MATERIAL ZUR ÜBUNG:
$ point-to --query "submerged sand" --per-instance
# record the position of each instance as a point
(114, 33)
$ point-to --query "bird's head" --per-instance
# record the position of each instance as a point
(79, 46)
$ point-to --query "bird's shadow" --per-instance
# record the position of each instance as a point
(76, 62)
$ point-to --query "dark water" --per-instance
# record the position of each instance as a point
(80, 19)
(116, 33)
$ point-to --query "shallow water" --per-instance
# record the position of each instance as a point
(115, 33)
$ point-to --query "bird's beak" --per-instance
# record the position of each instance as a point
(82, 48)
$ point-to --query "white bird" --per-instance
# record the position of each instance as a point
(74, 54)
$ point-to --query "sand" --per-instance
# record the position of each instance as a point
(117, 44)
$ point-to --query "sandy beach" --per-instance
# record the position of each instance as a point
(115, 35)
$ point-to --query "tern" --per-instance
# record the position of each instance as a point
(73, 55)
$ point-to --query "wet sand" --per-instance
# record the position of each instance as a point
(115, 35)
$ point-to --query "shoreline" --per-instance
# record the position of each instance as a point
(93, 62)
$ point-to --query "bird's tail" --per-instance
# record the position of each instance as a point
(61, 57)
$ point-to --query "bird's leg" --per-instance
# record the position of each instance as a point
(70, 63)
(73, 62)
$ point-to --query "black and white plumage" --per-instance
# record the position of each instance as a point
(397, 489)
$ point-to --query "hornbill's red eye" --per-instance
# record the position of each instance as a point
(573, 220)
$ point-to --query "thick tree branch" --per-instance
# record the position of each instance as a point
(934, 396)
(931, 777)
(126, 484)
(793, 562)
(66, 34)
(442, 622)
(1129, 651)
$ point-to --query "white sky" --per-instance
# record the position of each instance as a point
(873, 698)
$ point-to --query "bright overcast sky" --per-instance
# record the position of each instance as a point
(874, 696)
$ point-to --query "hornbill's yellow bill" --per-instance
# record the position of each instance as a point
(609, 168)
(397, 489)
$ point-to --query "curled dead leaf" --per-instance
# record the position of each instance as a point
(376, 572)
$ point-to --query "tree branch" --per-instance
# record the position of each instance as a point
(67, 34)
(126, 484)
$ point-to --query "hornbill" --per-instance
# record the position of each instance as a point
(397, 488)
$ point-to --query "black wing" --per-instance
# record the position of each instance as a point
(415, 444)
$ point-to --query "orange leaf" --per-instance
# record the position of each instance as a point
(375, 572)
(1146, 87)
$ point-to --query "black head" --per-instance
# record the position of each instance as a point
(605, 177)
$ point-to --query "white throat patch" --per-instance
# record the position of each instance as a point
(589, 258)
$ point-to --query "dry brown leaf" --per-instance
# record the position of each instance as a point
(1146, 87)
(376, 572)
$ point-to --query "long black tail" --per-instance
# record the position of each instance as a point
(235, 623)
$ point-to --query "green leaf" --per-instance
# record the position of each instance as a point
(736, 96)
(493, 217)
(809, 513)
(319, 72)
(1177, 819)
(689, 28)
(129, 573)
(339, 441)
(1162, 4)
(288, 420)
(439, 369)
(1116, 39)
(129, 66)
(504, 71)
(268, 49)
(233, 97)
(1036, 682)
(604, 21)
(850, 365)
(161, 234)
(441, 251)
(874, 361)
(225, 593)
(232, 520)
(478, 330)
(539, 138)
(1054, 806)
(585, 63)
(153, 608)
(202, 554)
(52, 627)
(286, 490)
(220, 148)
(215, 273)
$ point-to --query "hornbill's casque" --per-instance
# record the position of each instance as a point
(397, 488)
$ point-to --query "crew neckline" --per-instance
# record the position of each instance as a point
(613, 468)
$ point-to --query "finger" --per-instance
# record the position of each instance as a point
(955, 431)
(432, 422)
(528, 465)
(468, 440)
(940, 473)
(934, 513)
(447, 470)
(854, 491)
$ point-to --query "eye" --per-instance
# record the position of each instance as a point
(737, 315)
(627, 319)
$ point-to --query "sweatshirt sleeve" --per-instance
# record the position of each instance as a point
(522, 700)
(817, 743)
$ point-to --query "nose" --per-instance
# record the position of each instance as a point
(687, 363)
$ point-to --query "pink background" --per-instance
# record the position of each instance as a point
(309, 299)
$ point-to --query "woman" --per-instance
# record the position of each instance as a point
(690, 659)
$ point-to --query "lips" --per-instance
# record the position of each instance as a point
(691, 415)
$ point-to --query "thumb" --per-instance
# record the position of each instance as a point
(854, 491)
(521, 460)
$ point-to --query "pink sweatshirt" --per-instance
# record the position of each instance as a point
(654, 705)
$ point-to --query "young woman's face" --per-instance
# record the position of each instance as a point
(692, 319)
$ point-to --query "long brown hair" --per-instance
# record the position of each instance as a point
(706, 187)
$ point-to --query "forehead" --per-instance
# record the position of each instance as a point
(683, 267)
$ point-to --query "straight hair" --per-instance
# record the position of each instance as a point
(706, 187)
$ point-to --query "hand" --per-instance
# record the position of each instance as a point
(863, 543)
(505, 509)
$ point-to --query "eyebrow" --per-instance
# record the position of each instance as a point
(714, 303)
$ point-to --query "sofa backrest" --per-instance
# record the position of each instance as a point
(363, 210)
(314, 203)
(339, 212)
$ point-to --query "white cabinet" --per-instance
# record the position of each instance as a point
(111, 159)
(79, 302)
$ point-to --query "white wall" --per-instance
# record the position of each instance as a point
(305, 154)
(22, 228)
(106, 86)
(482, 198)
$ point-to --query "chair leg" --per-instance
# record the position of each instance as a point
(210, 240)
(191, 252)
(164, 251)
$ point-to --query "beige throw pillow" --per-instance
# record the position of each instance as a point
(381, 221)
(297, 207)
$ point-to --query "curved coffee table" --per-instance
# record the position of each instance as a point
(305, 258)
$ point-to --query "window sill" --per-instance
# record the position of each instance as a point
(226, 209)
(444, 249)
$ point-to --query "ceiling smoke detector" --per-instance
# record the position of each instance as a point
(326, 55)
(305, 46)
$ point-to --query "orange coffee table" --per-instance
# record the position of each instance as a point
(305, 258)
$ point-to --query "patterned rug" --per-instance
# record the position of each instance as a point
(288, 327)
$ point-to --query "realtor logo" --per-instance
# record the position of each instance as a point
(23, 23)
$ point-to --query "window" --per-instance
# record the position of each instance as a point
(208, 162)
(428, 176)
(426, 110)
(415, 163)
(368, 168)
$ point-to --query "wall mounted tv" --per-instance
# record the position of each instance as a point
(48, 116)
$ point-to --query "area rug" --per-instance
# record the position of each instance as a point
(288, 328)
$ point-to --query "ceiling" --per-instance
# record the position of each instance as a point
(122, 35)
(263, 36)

WORUM ES GEHT:
Sammle aus der Liste oben alle Zeilen, in denen das Wort "brown" vorkommt, und schreib sie unverändert ab. Groß- und Kleinschreibung zählt.

SCHRIFTLICHE ANTWORT:
$ point-to --query "dry brown leaf" --per-instance
$ point-to --query "long brown hair" --per-instance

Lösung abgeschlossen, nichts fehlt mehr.